Find all lines below containing the string "wooden" and return them.

● ● ●

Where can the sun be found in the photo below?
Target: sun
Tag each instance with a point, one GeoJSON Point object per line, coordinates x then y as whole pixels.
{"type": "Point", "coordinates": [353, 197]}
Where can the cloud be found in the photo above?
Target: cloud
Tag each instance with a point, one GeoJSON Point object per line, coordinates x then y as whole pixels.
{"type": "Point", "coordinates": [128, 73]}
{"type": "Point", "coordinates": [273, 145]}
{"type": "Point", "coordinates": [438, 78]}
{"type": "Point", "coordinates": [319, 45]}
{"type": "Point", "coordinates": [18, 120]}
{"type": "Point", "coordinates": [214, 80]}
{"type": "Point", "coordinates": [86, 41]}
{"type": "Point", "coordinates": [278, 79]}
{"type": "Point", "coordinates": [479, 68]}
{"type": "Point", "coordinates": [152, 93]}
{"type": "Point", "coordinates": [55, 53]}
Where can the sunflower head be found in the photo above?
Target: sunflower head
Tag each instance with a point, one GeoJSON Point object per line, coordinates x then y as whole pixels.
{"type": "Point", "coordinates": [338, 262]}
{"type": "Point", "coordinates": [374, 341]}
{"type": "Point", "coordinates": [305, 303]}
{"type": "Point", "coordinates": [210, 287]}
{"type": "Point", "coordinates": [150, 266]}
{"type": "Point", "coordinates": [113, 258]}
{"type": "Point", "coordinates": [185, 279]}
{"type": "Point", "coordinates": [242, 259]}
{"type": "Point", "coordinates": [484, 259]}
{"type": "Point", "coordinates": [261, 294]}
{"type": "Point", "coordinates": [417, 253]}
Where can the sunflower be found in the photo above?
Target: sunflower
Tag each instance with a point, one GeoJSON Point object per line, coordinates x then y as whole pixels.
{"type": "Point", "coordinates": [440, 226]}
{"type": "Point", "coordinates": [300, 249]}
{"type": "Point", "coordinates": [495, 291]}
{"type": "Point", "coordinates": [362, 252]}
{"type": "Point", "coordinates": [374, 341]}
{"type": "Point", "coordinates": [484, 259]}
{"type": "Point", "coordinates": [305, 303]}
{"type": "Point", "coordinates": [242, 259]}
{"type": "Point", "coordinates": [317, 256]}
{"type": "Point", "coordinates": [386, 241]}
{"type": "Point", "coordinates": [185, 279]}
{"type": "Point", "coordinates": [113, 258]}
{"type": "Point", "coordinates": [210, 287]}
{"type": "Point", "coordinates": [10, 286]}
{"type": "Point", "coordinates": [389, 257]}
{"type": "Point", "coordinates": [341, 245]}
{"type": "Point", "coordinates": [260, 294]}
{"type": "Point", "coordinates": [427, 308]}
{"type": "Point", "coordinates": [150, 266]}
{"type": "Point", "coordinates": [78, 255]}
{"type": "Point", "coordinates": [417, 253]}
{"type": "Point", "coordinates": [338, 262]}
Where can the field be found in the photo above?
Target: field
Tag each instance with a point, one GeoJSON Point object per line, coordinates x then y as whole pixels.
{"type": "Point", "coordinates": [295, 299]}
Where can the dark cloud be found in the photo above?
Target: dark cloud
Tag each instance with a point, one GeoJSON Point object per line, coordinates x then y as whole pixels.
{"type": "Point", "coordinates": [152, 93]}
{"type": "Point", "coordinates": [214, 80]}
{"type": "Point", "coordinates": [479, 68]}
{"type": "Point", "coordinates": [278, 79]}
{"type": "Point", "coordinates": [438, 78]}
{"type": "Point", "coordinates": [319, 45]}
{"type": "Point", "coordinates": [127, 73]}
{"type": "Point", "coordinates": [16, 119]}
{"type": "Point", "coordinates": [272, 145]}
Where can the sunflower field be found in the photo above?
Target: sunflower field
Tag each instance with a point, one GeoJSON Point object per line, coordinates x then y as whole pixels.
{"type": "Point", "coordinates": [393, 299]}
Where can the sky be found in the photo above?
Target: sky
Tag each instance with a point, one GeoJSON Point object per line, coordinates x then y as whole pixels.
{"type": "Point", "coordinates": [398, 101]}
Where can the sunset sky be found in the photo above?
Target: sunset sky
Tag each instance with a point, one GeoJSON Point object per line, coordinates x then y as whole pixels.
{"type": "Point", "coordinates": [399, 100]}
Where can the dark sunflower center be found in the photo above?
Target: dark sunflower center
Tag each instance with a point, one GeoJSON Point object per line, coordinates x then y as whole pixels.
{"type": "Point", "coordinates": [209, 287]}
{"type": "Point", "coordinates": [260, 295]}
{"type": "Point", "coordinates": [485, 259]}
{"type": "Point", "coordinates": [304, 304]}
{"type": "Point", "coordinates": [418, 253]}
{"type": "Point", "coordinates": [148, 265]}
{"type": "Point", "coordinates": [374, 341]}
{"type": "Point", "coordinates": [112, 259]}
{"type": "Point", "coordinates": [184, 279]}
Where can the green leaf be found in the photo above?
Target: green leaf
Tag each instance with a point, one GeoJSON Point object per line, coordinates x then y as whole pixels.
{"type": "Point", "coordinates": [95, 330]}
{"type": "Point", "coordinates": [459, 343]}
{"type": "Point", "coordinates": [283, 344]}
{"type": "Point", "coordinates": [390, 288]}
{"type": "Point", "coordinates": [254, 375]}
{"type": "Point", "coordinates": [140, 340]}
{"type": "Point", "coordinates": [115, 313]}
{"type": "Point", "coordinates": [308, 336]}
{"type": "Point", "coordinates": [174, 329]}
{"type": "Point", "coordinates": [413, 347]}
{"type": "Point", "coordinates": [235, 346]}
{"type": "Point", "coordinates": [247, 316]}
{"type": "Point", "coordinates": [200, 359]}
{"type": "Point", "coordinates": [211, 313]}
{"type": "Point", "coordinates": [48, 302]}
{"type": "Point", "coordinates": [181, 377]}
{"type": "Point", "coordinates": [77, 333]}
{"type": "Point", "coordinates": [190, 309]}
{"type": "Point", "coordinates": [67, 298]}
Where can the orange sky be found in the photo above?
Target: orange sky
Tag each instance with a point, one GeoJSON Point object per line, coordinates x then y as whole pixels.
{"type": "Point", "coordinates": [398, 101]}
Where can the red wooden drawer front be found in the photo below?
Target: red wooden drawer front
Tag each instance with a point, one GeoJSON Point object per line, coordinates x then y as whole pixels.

● ● ●

§ WRITTEN RESPONSE:
Where can the red wooden drawer front be found in the photo below?
Target: red wooden drawer front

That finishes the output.